Collected data.
▬▬▬
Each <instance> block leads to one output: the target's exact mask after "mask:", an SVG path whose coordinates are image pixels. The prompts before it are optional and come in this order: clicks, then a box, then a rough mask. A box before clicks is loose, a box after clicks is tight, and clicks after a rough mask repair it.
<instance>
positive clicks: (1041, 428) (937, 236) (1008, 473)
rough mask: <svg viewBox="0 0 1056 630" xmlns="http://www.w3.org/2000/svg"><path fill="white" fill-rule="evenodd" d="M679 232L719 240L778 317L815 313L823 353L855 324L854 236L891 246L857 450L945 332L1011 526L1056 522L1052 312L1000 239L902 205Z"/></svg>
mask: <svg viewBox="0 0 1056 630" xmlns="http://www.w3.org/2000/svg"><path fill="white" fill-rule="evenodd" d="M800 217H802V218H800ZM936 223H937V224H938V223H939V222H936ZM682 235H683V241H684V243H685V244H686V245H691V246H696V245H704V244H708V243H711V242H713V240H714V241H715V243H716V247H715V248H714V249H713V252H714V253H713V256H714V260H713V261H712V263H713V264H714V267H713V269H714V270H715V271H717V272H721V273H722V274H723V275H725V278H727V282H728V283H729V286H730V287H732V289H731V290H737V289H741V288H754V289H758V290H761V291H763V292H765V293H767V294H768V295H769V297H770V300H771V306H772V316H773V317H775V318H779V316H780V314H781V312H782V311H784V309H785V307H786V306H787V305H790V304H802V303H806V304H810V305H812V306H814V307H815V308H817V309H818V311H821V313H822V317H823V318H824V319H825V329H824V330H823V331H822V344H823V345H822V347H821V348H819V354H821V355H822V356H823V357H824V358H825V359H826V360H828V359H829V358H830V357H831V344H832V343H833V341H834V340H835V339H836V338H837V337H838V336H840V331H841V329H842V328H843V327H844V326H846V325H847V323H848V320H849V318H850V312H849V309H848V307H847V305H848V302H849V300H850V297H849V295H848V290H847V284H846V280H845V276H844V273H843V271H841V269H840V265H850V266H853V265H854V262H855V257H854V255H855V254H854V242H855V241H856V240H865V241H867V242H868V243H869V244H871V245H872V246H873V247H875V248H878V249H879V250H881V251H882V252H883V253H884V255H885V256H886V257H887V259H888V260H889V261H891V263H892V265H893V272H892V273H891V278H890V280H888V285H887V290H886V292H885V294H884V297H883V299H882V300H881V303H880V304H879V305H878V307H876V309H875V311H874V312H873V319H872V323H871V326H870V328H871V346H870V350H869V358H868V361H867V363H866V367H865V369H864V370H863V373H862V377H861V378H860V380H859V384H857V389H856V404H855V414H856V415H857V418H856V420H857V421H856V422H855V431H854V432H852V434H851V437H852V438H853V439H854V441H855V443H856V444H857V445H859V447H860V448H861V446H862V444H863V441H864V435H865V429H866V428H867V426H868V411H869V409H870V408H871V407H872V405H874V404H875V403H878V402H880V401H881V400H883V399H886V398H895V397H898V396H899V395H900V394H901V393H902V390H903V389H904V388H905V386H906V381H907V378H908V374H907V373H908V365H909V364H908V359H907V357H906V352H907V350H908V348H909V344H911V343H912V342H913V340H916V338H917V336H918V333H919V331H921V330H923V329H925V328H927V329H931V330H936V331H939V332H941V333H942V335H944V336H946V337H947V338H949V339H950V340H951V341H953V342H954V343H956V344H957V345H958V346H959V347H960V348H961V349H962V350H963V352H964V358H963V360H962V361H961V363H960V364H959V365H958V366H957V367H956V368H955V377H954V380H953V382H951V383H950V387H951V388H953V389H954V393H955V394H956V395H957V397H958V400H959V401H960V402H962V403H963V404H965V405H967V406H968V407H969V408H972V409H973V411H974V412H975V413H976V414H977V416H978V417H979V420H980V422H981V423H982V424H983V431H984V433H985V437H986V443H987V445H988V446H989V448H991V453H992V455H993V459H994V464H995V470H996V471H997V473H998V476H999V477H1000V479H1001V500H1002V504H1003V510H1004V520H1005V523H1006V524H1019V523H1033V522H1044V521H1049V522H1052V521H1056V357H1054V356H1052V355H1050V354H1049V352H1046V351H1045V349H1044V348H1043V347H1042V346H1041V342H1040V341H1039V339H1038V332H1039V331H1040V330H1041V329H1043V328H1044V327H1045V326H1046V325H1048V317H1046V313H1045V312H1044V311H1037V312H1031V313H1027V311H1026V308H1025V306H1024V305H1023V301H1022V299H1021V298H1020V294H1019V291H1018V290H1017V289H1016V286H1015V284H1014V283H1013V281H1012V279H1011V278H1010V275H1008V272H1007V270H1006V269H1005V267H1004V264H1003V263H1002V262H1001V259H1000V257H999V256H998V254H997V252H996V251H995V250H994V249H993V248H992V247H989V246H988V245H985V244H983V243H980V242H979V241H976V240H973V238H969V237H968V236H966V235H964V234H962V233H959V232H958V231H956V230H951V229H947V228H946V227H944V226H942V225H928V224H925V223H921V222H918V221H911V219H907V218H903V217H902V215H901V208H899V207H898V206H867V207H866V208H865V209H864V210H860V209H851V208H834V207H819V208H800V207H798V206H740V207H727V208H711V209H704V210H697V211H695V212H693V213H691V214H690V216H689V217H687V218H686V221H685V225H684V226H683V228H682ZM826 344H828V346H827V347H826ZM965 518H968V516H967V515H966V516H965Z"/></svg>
▬▬▬
Assigned task. Format the stretch from the start of the records through the line containing "rough mask: <svg" as a JSON list of strings, with one string for each line and blank lines left out.

Result.
[
  "Each <instance> block leads to one output: the target's exact mask after \"mask:\", an SVG path whose coordinates are image pixels. The prompts before it are optional and come in this order: clicks, then a box, then a rough mask. A box before clicks is loose, a box after clicks is tight, and clicks after a rough mask repair it.",
  "<instance>",
  "positive clicks: (1041, 428) (937, 236) (1008, 473)",
  "rough mask: <svg viewBox=\"0 0 1056 630\" xmlns=\"http://www.w3.org/2000/svg\"><path fill=\"white\" fill-rule=\"evenodd\" d=\"M679 232L719 240L778 317L815 313L823 353L855 324L854 236L891 246L857 450L945 332L1011 526L1056 522L1052 312L1000 239L902 205Z\"/></svg>"
]